Extrait du document ▸
◆ ◆ ◆
August Sander, gueules d’époque

L'ŒIL

Le 1 septembre 2002 - 1378 mots

A partir de 1925, August Sander met en chantier un projet photographique ambitieux : établir « un portrait contemporain de l’homme allemand ». Avec des centaines de clichés de ses compatriotes, choisis et classés selon une hiérarchie sociale stricte, il compose Les Hommes du XXe siècle, lumineux catalogue de métiers et de genres humains. L’ouvrage fait aujourd’hui l’objet d’une nouvelle édition en sept volumes.

Méthodiquement assis à son bureau, August Sander commence à taper sur sa machine une longue liste ordonnée en groupes et subdivisions comme un véritable archiviste. Entamée en 1925, cette liste sera raturée et subira de nombreux rajouts jusqu’en 1927. Elle constitue un catalogue de métiers, de genres humains et s’impose d’emblée comme un ambitieux projet de photographie, Menschen des 20 Jahrhunderts (Hommes du XXe siècle) qui consiste à tirer le portrait de tous ses compatriotes. Dans une lettre à Erich Tenger, un historien de la photographie qu’il fréquentait, August Sander s’en expliquera : « Pour fournir vraiment maintenant une coupe à travers l’époque présente et notre peuple d’Allemagne, j’ai regroupé ces clichés en portfolios : je commence par le paysan et je termine par les représentants de l’aristocratie intellectuelle. Ce parcours est doublé par un ensemble de folios parallèles, qui illustre l’évolution du village à la grande ville moderne. Par là, en fixant aussi bien les couches isolées que leur environnement par la photographie absolue, j’espère donner une psychologie véridique de notre époque et de notre peuple. » Sander a défini les groupes suivants : le paysan, l’artisan, la femme, les catégories socio-professionnelles, les artistes, la grande ville et les derniers des hommes, ce groupe étant constitué de malades, d’aliénés, de vieillards mais aussi de portraits de défunts sur leur lit de mort.
Né en 1876, fils de fermier, il travaille dès 14 ans dans une mine de charbon. Un oncle fortuné lui offre un appareil photo. A l’armée, il fera également de la photographie, puis s’installera à son compte, à Cologne en 1910. Ses clients sont des riches et des industriels qui aiment se faire tirer le portrait. A partir de 1925, il reçoit la carte de membre de la Corporation des photographes de Cologne, la plus haute consécration de l’époque. Sander décide alors d’enseigner la photographie à ses assistants. On en recensa une vingtaine, dont dix-huit femmes et son fils cadet Gunther. Anna, son épouse, avait été également réquisitionnée dans cette vaste entreprise. Chapelière de formation, elle confectionnait les boîtes des portfolios. Son fils aîné, Erich, aidait son père à rédiger des textes théoriques qu’il lisait à la radio Westdeucher Rundfunk. L’un d’eux explique : « L’idée originelle de mon travail photographique n’est rien d’autre qu’une profession de foi en la photographie comme langage universel, et la tentative d’établir un portrait contemporain de l’homme allemand, qui se construirait uniquement sur le travail de la lumière ».
◆ ◆ ◆
[Entrées de données enregistrées]
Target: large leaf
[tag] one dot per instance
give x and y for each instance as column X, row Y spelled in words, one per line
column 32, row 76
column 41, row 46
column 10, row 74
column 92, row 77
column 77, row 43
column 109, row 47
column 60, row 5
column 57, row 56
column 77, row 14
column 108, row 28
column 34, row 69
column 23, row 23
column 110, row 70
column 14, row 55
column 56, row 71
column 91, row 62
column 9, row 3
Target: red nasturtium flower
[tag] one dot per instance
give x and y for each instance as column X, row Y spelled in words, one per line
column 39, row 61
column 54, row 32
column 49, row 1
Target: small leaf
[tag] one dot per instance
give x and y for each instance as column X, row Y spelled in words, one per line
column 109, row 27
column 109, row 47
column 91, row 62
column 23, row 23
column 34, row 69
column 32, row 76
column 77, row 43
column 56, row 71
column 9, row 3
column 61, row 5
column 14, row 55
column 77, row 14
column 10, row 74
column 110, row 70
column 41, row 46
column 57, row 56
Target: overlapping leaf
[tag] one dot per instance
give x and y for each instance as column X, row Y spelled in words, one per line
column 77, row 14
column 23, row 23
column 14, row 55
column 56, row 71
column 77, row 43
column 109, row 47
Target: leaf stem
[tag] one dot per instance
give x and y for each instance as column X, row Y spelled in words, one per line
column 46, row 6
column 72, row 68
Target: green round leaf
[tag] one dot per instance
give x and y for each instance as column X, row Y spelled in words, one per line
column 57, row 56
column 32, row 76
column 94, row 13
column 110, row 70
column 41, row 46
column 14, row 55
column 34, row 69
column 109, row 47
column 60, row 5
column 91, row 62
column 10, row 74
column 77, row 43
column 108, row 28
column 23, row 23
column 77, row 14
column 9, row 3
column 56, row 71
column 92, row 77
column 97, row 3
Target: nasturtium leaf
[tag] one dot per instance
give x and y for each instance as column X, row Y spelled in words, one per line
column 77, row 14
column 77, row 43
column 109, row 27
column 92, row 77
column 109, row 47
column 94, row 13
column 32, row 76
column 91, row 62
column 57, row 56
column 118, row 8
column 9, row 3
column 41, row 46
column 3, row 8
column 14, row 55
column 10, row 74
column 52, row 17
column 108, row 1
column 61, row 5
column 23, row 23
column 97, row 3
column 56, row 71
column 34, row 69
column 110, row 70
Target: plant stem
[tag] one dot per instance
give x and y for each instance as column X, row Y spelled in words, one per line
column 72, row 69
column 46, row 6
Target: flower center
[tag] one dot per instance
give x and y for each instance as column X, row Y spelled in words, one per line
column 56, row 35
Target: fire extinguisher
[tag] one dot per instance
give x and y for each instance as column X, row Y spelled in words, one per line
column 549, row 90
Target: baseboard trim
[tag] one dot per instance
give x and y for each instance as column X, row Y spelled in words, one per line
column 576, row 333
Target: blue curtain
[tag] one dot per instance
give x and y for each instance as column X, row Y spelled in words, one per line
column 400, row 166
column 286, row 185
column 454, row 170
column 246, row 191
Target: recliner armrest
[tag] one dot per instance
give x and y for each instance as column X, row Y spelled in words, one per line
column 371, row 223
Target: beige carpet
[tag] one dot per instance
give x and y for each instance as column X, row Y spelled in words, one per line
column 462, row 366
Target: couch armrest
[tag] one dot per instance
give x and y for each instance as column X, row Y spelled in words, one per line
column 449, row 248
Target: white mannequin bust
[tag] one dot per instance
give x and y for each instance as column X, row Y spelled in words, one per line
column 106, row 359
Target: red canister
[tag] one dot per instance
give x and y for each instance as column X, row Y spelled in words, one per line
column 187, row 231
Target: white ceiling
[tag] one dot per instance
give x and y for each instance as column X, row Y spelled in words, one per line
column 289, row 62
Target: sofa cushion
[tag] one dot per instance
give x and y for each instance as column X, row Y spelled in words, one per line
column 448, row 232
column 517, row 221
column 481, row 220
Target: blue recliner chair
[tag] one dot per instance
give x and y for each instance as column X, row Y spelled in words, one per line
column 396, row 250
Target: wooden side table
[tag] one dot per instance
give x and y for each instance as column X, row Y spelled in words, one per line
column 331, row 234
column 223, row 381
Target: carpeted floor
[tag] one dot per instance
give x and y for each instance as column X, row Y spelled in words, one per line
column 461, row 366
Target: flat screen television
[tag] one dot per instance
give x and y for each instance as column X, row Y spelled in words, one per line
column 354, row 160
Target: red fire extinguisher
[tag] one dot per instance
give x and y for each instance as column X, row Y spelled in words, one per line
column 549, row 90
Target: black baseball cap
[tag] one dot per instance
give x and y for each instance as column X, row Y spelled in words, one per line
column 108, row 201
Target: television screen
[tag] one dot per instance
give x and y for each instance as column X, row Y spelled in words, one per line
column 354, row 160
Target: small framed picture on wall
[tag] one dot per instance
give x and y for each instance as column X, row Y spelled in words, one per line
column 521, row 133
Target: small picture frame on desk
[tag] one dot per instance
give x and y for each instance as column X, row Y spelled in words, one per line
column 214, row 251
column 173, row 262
◆ ◆ ◆
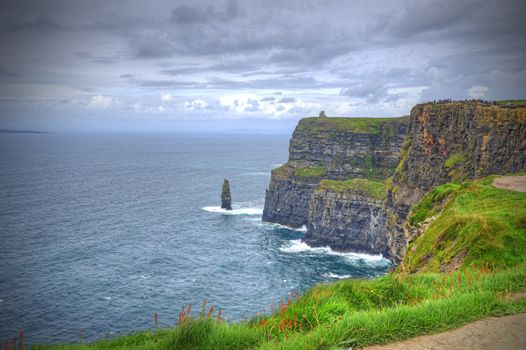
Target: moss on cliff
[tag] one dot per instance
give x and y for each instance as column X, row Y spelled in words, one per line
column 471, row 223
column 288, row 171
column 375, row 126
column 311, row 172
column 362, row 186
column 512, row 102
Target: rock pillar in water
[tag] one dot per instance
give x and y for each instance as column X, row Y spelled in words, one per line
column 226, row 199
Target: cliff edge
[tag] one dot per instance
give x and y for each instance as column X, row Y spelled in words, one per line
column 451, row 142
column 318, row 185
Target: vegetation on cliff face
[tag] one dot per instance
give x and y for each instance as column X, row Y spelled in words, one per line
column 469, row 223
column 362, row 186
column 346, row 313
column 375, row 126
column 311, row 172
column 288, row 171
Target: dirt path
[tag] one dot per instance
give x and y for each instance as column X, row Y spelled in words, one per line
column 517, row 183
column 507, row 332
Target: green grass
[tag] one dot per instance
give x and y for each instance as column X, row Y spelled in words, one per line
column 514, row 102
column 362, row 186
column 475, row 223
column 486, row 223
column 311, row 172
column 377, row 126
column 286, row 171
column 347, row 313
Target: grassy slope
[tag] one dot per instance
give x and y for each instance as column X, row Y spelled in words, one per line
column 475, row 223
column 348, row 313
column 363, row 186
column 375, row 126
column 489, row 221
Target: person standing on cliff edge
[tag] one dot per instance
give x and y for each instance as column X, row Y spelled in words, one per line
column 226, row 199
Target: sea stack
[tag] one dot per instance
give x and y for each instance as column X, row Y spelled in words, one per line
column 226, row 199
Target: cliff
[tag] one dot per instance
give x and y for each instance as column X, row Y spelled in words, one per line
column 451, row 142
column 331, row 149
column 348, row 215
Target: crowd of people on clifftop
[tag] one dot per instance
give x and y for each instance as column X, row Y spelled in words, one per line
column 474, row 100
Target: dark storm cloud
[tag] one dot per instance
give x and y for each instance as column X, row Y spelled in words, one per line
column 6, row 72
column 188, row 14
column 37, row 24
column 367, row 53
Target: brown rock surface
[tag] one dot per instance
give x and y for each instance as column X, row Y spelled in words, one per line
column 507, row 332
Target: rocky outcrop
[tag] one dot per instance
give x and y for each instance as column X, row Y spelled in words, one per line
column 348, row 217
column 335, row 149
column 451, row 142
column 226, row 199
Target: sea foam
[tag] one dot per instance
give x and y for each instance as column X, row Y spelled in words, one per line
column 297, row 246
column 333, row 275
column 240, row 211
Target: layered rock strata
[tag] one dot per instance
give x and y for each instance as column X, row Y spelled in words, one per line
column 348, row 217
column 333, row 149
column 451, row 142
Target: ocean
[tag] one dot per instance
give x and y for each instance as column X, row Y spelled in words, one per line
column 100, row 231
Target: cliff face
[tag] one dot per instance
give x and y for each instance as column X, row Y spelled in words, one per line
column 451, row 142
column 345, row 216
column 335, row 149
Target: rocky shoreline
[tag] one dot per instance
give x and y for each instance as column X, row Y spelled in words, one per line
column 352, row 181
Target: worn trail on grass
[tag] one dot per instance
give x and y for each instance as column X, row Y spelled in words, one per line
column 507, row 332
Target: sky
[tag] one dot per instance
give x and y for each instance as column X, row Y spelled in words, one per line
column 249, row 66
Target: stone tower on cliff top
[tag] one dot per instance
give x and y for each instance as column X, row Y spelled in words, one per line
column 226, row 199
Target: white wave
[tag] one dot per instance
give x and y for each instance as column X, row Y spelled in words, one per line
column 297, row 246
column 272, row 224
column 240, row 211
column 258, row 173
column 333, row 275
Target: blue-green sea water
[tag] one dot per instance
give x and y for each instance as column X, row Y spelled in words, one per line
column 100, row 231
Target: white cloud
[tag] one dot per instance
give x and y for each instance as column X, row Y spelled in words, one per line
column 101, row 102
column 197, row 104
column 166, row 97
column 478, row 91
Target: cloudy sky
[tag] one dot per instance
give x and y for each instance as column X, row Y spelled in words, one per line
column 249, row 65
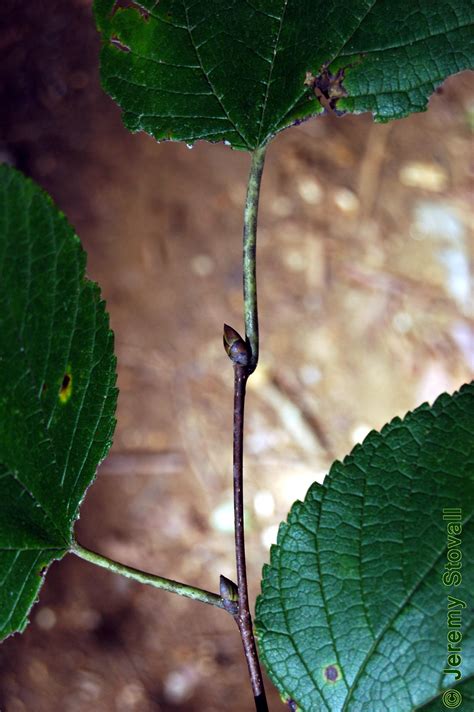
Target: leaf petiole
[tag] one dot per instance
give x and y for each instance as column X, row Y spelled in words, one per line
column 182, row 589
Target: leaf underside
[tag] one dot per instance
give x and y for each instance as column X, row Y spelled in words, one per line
◆ ◆ ◆
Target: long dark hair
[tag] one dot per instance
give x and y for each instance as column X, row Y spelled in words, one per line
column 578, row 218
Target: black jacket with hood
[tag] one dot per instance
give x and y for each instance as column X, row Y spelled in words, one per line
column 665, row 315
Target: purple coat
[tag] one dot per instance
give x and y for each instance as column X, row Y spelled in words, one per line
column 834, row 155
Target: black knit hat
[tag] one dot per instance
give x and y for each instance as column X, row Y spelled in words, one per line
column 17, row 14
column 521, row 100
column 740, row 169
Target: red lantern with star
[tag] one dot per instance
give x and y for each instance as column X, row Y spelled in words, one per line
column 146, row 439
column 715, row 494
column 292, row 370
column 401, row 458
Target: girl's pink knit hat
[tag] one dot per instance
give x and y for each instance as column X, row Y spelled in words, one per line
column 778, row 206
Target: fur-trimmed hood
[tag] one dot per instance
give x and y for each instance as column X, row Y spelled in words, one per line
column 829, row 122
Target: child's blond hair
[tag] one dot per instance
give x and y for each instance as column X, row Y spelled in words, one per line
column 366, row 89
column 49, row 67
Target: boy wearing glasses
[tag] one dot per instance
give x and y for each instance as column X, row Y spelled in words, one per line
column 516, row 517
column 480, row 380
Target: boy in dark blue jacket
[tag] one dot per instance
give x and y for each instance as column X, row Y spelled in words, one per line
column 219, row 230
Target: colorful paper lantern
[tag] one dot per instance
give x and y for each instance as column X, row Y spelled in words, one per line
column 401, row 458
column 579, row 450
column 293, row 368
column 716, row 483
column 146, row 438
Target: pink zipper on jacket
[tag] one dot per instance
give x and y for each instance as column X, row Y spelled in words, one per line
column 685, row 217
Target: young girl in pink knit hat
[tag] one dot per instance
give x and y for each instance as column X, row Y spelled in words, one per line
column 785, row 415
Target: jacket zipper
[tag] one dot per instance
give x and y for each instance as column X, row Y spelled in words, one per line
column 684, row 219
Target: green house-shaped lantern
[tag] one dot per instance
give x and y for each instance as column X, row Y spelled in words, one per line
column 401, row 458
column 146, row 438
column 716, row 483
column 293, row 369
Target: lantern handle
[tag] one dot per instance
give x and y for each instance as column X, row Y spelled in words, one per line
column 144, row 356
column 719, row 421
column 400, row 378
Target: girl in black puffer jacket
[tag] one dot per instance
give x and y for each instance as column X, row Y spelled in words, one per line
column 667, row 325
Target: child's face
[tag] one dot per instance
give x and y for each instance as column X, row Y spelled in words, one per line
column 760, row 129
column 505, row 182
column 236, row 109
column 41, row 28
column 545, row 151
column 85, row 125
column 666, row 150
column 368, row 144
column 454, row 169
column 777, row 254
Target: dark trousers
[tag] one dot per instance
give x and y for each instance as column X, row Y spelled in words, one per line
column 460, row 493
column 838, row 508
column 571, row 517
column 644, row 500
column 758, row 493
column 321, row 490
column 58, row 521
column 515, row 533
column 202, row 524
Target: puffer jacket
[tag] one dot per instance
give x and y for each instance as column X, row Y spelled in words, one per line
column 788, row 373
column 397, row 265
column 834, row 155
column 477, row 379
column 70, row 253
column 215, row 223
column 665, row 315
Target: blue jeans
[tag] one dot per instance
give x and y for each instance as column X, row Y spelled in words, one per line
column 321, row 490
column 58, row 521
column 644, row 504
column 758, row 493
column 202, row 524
◆ ◆ ◆
À compléter ▸
1. Pouvez-vous transcrire le passage de l'article sur August Sander qui commence par « A partir de 1925, August » et se poursuit jusqu'à « en sept volumes. » ?
2. Quels sont tous les groupes que Sander a définis pour son projet, selon l'article sur August Sander ?
3. Pourriez-vous prolonger l'article sur August Sander à partir de sa dernière phrase ?

Réponses de l'exercice ▸
1.
A partir de 1925, August Sander met en chantier un projet photographique ambitieux : établir « un portrait contemporain de l’homme allemand ». Avec des centaines de clichés de ses compatriotes, choisis et classés selon une hiérarchie sociale stricte, il compose Les Hommes du XXe siècle, lumineux catalogue de métiers et de genres humains. L’ouvrage fait aujourd’hui l’objet d’une nouvelle édition en sept volumes.

2.
- le paysan
- l'artisan
- la femme
- les catégories socio-professionnelles
- les artistes
- la grande ville
- les derniers des hommes

3.
Sa première exposition aura lieu au Kunstverein de Cologne. L’accueil est enthousiaste. La fin de l’année 1929 verra la sortie de son premier opus, Antlitz des Zeit (Visage d’une époque), publié par Kurt Wolff, qui avait édité l’année précédente le fameux ouvrage Die Welt ist schön (Le Monde est beau) d’Albert Renger-Patzsch. Le romancier et psychiatre Alfred Döblin, qui avait connu un immense succès avec son livre Berlin Alexanderplatz, avait écrit la préface. Ce livre, qui devait être comme un prologue aux Hommes du XXe siècle, fut un échec commercial malgré l’enthousiasme de la critique. Quelques voix à droite s’élevèrent contre ce regard sur l’Allemagne d’en bas, comme cet éditorial du journal Der Tag : « L’ouvrage est un document physionomique sur l’absence de chef, un document sur les mauvais instincts et sur l’avidité par tous les moyens... Nous voulons voir aussi l’autre “visage de l’époque”, une collection de paysans actuels vraiment royaux est en préparation et ne se fera plus longtemps attendre. »
Rappelons que nous sommes sous le régime de la République de Weimar, avec une nation enfin souveraine et des élections démocratiques où aucune catégorie de population majeure n’était exclue. Le système parlementaire était devenu la règle dans tous les domaines, un régime très novateur qui fera le nid du nazisme... L’Allemagne pansait toujours ses plaies de la défaite de 1918 et supportait le poids du traité de Versailles. Le peuple allemand élira démocratiquement le 30 janvier 1933 un certain Adolf Hitler. Le tableau de la société allemande signé Sander deviendra alors incompatible avec les représentations idéales du national-socialisme. Mais les raisons d’ordre « esthétique » n’étaient pas les seules, ainsi que le raconte son fils Gunther Sander à l’historien Ben Maddow dans son livre Faces : « Les arrestations devinrent réalité quotidienne. Mon frère Erich était communiste, il dut fuir d’une cachette à l’autre. Après avoir passé quelque temps à Paris, il revint à Cologne, en dépit des avertissements prodigués par tous. Et bien que mes parents fussent au désespoir parce qu’il était persuadé, dans sa crédulité, que l’horreur finirait bientôt, ils l’aidèrent à produire ses pamphlets par des méthodes photographiques (les presses du parti ayant été depuis longtemps saisies).Comme mon père ne possédait pas de séchoir, on faisait sécher les épreuves sur le toit. Un coup de vent dut en répandre quelques-unes dans la cour au-dessous, et mon frère fut arrêté le lendemain par la Gestapo.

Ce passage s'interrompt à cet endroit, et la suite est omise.